=== Text to read ===
A Blessed Advent to all!
For the entire season of Advent, I’ll be posting entries from my original Advent devotional ebook, Pilgrim God, every week.
Thank you for joining us!
Before we begin our devotional, I wanted to share a Comment Highlight from last week:
On our discussion last week, about the tiny, inconsequential places where we find God’s grace,
wrote:This question makes me think of the song "Long Time Girl Gone By," written by Rodney Crowell and Mary Karr and sung by Emmylou Harris, one verse in particular:
The trees look just as pretty when they're bare
Black branches hieroglyphic in the air
The leaves they left are rotted into lace
It's all grace
I love the transitions between seasons, where we see cycles of life and rebirth. This period is particularly beautiful, when I see the fallen leaves, which are preparing the yard for an explosion of new life in the Spring.
Loved this, Danny, both the sentiment and the song recommendation! Danny is an English professor who writes a newsletter here on Substack called Untaking. Check it out for more of his wise musings about art and media!
=== Raw data ===
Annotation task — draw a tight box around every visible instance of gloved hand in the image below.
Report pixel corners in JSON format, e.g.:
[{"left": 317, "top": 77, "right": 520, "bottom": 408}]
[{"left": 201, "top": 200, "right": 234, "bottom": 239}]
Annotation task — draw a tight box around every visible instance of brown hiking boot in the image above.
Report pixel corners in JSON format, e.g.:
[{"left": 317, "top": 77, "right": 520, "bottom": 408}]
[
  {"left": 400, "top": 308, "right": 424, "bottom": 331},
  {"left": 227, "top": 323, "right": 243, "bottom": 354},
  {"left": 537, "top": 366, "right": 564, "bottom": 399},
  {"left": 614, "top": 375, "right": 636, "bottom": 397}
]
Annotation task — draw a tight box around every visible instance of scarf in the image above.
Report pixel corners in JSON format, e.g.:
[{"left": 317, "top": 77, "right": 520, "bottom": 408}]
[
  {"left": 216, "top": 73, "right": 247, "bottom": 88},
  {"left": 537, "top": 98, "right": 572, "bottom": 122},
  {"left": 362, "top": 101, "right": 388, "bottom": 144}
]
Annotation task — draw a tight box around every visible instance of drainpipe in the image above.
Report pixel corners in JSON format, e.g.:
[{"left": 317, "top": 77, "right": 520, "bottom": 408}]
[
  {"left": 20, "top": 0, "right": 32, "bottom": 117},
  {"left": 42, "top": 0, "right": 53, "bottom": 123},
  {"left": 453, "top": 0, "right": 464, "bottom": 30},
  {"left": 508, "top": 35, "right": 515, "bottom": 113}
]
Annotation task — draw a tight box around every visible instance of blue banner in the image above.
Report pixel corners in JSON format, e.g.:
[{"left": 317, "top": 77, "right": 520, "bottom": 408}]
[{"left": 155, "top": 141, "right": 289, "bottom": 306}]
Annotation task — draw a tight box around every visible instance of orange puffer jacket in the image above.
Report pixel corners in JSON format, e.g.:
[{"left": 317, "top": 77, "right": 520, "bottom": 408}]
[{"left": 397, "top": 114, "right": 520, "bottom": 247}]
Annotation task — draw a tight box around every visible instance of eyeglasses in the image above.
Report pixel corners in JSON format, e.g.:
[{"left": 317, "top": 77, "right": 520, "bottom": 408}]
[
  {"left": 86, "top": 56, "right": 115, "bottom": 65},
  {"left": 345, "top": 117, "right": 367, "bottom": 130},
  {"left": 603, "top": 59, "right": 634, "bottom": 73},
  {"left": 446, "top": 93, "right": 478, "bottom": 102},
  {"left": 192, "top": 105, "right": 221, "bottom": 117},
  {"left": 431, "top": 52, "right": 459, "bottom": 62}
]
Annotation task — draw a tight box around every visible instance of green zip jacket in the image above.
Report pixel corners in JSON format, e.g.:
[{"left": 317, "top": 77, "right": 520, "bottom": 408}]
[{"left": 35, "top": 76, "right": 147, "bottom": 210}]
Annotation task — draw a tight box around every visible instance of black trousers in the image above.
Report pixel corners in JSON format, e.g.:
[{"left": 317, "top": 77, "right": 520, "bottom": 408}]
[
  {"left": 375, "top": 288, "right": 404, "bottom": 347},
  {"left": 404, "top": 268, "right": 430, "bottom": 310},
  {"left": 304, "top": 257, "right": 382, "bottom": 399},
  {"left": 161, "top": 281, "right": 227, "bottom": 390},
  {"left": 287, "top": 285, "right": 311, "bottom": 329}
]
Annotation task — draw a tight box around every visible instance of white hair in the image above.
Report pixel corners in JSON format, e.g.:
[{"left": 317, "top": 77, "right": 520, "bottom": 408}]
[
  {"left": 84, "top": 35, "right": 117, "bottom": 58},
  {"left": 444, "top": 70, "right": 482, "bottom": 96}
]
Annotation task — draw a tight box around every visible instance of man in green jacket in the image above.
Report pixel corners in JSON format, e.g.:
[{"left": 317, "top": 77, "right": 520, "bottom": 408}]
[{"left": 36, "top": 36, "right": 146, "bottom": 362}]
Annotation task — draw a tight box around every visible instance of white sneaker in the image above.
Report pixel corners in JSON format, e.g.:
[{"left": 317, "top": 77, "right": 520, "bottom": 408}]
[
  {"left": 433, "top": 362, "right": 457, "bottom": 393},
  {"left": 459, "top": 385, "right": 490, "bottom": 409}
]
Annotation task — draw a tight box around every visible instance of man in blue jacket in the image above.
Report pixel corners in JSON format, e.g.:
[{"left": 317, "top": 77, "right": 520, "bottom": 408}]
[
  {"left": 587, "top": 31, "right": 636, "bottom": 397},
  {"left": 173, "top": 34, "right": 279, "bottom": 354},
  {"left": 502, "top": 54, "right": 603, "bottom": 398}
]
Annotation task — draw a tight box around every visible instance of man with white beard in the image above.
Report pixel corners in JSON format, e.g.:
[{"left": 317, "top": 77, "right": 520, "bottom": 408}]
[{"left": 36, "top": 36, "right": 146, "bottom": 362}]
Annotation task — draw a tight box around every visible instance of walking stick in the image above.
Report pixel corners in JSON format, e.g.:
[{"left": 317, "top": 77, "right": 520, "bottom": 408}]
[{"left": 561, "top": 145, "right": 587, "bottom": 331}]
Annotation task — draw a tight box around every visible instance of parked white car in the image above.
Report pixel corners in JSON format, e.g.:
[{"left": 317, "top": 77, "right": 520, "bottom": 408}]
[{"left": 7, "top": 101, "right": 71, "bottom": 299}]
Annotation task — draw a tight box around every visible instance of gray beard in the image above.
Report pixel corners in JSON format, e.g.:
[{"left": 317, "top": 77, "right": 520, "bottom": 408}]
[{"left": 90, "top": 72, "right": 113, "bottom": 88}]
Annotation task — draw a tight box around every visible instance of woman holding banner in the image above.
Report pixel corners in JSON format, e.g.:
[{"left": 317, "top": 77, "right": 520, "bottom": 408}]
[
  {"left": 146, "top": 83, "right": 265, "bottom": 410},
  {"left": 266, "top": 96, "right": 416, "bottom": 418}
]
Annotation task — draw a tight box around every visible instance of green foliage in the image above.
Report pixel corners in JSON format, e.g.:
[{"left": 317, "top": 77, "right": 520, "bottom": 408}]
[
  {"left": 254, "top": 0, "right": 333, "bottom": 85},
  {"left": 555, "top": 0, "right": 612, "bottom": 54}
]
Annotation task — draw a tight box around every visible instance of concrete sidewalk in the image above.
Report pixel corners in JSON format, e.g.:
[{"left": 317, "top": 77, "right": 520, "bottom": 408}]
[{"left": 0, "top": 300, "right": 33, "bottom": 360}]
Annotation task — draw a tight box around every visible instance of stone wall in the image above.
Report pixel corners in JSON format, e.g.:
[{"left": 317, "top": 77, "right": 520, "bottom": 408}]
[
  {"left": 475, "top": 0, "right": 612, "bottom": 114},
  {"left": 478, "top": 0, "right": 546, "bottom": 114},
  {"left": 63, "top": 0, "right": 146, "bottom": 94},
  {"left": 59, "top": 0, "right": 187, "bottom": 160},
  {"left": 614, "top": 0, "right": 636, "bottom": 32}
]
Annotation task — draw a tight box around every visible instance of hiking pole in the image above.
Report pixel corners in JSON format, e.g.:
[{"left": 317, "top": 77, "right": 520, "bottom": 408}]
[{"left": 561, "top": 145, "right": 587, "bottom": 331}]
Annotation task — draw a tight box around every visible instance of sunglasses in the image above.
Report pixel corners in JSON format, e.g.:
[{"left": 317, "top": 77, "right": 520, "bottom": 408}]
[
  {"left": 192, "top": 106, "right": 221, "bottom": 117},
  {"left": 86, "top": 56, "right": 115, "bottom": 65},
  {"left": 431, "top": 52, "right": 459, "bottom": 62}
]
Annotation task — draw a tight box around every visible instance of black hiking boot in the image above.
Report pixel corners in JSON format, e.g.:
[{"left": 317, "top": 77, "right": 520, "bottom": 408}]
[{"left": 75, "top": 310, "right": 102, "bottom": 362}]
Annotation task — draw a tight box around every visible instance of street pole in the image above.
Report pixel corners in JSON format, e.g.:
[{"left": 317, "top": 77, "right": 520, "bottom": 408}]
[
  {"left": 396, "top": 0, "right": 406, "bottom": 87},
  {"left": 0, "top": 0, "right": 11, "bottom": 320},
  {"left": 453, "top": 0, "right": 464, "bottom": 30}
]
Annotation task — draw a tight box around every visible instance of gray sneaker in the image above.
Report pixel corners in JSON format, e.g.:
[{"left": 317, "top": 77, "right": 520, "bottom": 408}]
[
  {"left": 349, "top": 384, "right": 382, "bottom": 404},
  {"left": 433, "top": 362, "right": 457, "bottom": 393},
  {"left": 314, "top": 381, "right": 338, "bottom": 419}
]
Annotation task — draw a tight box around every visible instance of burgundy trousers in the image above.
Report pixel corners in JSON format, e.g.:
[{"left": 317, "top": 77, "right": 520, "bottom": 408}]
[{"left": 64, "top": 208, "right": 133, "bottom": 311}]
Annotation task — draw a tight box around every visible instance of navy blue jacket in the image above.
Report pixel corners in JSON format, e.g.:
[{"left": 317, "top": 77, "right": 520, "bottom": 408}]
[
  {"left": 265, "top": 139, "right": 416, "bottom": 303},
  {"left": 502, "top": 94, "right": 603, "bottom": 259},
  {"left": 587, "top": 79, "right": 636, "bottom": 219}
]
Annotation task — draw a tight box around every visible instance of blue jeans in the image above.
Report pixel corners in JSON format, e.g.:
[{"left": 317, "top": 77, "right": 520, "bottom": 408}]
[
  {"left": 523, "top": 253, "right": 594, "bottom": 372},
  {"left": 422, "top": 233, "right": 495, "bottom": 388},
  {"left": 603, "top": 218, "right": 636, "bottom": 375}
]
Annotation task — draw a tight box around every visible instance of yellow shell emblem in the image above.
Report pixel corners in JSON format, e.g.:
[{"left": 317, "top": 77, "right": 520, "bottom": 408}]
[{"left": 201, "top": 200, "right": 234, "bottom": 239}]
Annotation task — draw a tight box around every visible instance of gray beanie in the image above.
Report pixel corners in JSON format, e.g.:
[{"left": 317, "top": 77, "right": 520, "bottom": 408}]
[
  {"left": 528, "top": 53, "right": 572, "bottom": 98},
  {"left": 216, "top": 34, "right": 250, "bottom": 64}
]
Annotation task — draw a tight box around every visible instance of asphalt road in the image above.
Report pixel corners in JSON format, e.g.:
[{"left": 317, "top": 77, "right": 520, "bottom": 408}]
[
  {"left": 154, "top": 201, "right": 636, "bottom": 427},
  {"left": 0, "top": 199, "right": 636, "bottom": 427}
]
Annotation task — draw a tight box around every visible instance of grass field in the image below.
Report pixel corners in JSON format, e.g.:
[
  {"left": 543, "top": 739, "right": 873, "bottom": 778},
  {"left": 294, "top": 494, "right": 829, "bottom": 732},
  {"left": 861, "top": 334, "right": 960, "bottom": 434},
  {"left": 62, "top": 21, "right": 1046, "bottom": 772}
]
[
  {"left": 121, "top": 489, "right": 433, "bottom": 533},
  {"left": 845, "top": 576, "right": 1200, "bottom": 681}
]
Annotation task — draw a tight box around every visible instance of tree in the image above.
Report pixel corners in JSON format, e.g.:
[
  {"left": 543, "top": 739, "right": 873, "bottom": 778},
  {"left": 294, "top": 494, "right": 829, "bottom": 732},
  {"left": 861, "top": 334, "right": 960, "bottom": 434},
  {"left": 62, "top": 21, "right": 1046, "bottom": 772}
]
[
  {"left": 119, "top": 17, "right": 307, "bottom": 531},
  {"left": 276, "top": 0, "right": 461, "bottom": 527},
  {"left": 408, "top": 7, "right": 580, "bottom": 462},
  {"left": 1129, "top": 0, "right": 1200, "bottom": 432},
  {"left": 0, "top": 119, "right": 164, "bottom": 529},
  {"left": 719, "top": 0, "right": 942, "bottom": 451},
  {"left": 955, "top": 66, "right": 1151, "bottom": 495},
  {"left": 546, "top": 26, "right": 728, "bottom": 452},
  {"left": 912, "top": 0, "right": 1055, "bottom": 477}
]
===
**Challenges**
1. In the Advent post, who sings the song "Long Time Girl Gone By"?
2. Write out the Advent post from "Loved this, Danny, both" to "art and media!", substituting "column" for "newsletter".

**Response list**
1. Emmylou Harris

2.
Loved this, Danny, both the sentiment and the song recommendation! Danny is an English professor who writes a column here on Substack called Untaking. Check it out for more of his wise musings about art and media!